■ **Défi**: Recopiez toutes les entrées ci-dessous à l'identique, sans en modifier une seule ligne.

····················

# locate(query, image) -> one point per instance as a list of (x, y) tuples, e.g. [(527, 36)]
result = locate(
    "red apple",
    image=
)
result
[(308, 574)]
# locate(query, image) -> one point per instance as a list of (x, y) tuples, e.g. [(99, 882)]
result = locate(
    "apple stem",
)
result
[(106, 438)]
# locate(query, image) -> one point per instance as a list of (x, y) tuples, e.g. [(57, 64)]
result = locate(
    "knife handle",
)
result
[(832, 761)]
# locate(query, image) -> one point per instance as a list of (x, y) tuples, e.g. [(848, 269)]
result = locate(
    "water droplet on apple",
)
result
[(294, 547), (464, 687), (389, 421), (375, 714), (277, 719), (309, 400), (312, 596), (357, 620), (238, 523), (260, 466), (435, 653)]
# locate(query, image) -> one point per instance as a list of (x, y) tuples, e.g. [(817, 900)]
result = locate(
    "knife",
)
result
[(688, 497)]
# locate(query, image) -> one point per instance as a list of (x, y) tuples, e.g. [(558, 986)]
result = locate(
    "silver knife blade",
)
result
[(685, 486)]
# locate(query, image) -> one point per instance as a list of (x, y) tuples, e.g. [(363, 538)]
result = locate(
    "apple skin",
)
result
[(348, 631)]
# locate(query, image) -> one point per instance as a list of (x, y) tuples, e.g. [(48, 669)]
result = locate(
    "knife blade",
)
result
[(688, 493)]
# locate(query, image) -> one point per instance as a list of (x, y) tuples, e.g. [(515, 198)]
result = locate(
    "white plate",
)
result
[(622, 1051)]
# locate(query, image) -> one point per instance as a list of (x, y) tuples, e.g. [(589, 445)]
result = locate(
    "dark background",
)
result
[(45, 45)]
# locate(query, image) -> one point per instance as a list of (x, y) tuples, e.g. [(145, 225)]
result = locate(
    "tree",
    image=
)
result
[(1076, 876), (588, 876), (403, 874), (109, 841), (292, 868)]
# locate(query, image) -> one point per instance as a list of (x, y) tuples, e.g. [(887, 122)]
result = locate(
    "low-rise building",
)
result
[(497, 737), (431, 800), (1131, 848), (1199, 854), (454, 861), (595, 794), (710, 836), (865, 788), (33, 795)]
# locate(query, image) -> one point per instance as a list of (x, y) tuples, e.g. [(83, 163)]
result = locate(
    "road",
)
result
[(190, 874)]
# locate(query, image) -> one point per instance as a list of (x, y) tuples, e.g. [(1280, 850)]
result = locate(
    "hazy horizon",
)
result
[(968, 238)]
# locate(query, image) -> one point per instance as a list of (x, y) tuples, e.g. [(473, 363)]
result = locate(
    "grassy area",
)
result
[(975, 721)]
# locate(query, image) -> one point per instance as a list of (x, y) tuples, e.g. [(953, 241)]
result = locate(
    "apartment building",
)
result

····················

■ **Réponse proposée**:
# locate(query, image) -> one point per instance as a list of (x, y) tuples, e.g. [(527, 36)]
result = locate(
    "red apple",
    image=
)
result
[(308, 574)]
# locate(query, image) -> one point per instance as a list of (x, y) tuples, e.g. [(99, 882)]
result = locate(
    "apple stem",
)
result
[(106, 438)]
# locate(query, image) -> one point per instance as a list of (x, y) tuples, e.g. [(57, 64)]
result = locate(
    "knife handle",
)
result
[(832, 761)]
# locate(query, image) -> one point per instance as a list of (x, y) tuples, e.g. [(848, 269)]
result = locate(
    "water droplet on apple",
)
result
[(294, 547), (464, 687), (389, 421), (375, 714), (277, 719), (309, 400), (312, 596), (357, 620), (238, 523), (260, 466), (435, 653)]
# locate(query, image) -> one point per instance as a list of (x, y) tuples, e.g. [(817, 900)]
result = locate(
    "knife",
)
result
[(688, 497)]
# locate(query, image) -> one point per instance as a list of (x, y) tuples, e.g. [(558, 986)]
result = locate(
    "silver knife blade",
)
result
[(685, 486)]
# locate(query, image) -> one point per instance as a list of (x, y) tuples, e.g. [(363, 538)]
result = locate(
    "apple skin",
)
result
[(348, 631)]
# locate(query, image) -> one point per instance as a list of (x, y) tuples, e.g. [(48, 669)]
result = locate(
    "knife blade",
)
result
[(688, 493)]
# locate(query, image) -> one point per instance as a list of (x, y) tuples, e.g. [(515, 198)]
result = locate(
    "white plate",
)
result
[(622, 1051)]
# locate(query, image) -> one point per instance as a list of (x, y) tuples, e.g. [(589, 445)]
result = locate(
    "dark background",
)
result
[(45, 45)]
# locate(query, image) -> one point per instance as a list of (x, y) tuples, e.g. [(145, 225)]
result = locate(
    "tree",
    image=
)
result
[(1076, 876), (588, 876), (403, 874), (109, 841), (292, 868)]
# locate(query, image) -> one point per instance as a list of (x, y) tuples, e.g. [(887, 122)]
result = locate(
    "low-rise building",
)
result
[(497, 737), (431, 800), (1131, 848), (1199, 854), (454, 861), (595, 794), (710, 836), (865, 788), (33, 795)]
# locate(query, image) -> one point per instance as a list of (x, y) tuples, e.g. [(83, 163)]
result = locate(
    "road",
)
result
[(190, 874)]
# locate(query, image) -> one point per instance as a list of (x, y) tuples, e.g. [(1280, 850)]
result = locate(
    "hazy horizon",
)
result
[(968, 238)]
# locate(query, image) -> one point per instance as a list of (x, y) tuples, e.g. [(473, 363)]
result = locate(
    "grassy area",
)
result
[(975, 721)]
# locate(query, image) -> one point per instance as a list of (x, y) tuples, e.g. [(953, 241)]
result = locate(
    "apartment building",
)
result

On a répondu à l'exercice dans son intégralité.